EXERCISE BRIEF: After locating the line that contains "Query: white papal cassock" in the following entries, reproduce it and each later line exactly, including the last.

── DATA TO PROCESS ──

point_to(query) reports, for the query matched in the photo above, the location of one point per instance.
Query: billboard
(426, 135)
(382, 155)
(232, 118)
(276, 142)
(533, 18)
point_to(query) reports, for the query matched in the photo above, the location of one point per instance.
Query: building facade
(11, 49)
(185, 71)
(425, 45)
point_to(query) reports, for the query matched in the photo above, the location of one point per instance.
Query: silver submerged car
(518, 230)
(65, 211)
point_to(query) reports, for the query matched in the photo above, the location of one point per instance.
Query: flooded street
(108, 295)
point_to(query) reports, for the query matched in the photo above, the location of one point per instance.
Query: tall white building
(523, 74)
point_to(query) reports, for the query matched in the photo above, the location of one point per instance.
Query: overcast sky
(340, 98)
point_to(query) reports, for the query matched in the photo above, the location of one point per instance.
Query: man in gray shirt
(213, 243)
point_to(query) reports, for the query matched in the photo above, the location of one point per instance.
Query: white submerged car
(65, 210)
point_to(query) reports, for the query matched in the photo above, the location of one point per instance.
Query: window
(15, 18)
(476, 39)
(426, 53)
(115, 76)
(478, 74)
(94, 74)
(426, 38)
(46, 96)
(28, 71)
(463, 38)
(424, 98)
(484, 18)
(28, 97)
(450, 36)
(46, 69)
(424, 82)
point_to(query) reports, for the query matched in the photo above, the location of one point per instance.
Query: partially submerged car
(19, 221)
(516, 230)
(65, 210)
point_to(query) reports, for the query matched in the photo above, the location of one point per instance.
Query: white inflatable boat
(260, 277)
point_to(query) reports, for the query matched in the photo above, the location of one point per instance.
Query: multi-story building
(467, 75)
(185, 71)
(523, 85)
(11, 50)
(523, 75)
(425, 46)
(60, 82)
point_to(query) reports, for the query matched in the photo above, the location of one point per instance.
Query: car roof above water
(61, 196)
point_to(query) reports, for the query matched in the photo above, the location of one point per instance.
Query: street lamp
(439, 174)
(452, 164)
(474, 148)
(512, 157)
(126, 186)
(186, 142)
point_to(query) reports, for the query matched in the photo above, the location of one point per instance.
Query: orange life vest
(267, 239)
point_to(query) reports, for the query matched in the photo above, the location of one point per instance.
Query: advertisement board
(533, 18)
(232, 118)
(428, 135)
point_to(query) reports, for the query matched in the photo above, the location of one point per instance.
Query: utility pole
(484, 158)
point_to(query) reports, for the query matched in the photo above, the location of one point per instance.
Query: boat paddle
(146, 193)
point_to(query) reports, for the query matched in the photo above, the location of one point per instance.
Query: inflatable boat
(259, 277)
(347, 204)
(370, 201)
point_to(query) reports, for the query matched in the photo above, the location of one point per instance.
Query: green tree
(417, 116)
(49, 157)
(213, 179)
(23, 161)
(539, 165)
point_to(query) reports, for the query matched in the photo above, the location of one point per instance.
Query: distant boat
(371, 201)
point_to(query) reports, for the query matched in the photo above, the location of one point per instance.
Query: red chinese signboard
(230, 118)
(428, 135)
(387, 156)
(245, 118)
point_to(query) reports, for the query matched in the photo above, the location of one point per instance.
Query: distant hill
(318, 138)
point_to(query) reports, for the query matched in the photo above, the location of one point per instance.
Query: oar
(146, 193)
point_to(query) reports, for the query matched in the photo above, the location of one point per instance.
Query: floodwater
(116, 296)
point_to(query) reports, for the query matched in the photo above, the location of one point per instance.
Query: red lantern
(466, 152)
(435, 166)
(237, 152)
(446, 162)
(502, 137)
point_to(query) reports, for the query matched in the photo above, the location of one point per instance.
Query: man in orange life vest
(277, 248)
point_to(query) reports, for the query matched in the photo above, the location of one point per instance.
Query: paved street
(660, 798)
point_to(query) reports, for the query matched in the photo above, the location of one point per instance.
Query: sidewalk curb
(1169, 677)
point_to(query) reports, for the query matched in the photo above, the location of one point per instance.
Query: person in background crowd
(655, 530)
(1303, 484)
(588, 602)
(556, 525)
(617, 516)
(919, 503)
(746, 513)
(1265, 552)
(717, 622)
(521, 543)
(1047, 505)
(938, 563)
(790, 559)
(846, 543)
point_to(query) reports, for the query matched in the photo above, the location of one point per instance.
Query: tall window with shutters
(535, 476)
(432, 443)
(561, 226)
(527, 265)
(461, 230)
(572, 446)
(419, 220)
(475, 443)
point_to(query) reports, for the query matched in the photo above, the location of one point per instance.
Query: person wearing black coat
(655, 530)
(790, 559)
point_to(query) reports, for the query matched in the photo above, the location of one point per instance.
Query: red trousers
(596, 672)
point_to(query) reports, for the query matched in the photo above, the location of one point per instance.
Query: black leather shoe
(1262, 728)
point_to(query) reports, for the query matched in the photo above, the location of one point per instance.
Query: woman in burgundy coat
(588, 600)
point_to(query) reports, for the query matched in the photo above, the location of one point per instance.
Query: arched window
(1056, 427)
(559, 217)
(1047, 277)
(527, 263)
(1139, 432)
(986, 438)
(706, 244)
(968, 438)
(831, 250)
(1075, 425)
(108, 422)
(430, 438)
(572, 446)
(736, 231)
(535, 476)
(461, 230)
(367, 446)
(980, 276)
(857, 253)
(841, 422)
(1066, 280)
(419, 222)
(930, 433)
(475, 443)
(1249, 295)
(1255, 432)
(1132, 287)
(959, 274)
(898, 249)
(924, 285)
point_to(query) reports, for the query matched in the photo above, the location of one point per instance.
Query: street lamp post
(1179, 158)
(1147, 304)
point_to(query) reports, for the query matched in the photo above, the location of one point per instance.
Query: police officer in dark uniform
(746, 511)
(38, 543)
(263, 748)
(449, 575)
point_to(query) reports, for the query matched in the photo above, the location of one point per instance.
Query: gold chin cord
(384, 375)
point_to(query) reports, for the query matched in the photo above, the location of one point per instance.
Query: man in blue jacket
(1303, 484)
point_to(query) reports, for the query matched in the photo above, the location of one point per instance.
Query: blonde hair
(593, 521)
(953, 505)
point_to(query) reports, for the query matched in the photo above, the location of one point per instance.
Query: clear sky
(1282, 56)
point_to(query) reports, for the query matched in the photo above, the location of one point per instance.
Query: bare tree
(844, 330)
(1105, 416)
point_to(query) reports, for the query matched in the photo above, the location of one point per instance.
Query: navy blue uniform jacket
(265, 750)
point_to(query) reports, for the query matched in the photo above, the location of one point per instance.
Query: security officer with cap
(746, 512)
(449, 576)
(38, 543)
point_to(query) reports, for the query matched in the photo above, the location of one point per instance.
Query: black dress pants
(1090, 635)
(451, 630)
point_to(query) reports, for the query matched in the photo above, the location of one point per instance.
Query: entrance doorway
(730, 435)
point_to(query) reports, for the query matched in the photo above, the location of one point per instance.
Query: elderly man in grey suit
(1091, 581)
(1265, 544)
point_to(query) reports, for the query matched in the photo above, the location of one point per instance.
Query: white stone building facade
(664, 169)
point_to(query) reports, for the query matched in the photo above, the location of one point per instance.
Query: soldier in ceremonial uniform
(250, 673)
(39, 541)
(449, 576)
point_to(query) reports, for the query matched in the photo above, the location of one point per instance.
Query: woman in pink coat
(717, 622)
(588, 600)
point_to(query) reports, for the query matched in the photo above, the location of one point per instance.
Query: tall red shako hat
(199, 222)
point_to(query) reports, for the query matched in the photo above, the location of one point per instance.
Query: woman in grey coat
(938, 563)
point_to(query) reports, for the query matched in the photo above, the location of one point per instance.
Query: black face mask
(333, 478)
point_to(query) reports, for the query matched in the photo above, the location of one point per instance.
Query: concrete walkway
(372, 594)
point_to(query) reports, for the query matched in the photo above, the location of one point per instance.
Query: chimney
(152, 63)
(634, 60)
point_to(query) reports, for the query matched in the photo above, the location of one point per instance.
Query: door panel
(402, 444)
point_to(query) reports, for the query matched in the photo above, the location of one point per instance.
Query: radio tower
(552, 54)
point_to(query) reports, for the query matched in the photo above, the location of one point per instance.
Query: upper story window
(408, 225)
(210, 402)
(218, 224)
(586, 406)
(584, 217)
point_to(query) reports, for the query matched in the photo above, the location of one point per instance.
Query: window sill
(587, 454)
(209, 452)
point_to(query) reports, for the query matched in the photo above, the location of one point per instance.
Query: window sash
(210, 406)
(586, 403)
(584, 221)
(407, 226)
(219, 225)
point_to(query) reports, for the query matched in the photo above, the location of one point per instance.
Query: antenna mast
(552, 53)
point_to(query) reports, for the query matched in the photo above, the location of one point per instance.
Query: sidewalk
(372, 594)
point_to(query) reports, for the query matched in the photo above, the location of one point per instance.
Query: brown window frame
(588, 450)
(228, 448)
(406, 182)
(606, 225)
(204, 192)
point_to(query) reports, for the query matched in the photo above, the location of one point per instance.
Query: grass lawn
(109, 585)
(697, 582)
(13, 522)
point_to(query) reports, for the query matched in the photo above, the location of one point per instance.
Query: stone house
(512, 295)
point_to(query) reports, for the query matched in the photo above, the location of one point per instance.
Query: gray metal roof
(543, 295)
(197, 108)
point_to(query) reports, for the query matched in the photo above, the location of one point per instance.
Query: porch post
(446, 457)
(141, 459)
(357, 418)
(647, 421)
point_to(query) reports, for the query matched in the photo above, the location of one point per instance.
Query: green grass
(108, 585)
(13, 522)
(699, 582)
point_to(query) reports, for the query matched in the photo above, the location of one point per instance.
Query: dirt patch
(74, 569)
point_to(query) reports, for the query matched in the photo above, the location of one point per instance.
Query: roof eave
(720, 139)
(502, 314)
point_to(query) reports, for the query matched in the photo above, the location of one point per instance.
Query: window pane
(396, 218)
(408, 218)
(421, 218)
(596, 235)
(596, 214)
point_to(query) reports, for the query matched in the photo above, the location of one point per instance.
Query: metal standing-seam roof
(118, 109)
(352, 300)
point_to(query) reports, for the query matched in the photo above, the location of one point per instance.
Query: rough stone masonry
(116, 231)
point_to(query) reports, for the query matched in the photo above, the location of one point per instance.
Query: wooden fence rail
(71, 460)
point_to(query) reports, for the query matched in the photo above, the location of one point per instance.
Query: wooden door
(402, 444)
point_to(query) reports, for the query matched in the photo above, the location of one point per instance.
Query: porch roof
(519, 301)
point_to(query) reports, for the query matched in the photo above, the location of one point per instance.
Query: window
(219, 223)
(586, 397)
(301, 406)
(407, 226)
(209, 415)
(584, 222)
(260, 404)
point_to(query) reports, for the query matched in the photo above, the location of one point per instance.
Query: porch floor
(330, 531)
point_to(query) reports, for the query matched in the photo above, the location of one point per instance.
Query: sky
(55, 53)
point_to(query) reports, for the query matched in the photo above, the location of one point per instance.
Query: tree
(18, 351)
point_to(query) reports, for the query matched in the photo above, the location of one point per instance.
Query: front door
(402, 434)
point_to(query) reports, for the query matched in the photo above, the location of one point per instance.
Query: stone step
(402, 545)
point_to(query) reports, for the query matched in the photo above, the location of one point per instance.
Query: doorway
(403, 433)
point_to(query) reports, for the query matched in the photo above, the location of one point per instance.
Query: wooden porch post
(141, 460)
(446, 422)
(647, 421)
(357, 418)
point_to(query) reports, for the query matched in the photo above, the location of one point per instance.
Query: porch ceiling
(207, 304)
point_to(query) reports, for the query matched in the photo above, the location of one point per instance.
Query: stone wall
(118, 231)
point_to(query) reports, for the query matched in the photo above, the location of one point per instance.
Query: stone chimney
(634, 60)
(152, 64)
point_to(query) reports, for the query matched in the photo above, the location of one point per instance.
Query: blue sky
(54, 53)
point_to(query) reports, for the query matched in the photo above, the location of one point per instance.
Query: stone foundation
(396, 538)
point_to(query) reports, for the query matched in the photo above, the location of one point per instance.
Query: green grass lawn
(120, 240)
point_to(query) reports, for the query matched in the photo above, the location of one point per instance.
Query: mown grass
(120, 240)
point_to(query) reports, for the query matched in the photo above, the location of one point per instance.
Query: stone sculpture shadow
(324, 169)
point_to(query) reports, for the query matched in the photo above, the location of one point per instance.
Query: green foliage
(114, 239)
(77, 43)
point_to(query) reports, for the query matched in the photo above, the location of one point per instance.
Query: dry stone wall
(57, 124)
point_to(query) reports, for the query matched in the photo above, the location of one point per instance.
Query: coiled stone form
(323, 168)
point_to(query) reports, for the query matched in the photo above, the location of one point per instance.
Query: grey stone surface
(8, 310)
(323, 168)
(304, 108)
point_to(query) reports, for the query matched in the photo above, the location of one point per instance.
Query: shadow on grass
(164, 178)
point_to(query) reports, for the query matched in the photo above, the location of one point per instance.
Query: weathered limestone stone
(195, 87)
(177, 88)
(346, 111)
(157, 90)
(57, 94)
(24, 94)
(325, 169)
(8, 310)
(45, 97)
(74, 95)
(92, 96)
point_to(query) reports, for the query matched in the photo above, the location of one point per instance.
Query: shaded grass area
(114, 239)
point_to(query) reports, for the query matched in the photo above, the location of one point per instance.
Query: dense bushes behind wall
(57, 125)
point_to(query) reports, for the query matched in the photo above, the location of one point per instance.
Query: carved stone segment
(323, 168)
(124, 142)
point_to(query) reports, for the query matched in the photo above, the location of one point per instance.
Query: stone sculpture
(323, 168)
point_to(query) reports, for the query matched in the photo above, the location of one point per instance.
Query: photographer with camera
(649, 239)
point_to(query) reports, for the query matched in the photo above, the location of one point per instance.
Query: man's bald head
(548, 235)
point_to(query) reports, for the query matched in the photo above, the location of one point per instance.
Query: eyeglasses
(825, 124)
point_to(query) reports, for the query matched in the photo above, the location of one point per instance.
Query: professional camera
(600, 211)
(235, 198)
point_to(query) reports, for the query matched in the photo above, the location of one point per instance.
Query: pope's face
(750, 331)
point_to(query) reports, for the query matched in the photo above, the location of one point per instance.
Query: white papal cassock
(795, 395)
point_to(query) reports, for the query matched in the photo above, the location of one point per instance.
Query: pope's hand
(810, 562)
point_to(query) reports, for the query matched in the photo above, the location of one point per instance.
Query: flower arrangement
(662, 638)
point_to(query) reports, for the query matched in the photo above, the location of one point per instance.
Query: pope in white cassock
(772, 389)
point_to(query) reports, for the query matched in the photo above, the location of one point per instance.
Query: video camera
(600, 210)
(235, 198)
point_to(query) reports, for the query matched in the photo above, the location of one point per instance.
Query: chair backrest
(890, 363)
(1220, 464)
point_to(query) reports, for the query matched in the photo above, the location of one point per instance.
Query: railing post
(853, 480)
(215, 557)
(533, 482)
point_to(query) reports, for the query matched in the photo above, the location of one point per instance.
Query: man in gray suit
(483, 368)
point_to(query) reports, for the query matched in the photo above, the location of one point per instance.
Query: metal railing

───

TASK OUTPUT:
Query: white papal cassock
(795, 395)
point_to(query) reports, for the query matched in the photo above, the location of one point per instance.
Query: pope's hand
(810, 562)
point_to(query) reports, for the query matched in the photo above, the location of one point per instance.
Query: flower arrangement
(662, 638)
point_to(query) reports, for the query matched in the photo above, the location of one point per instance.
Query: pope in white cassock
(772, 389)
point_to(query) reports, for the query matched in the photo above, the location of one point per instance.
Query: video camera
(600, 210)
(235, 198)
point_to(query) reports, for the query matched in the photo above, the location of one point per instance.
Query: chair backrest
(890, 363)
(1220, 464)
point_to(query) reports, for the query matched in the photo above, the location of one point per instance.
Query: railing post
(853, 480)
(215, 557)
(533, 482)
point_to(query) reports, for the query matched in the photo above, the location of one point per instance.
Query: man in gray suit
(483, 368)
point_to(query) reports, for the query matched in the photo above, the location of one point per instance.
Query: metal railing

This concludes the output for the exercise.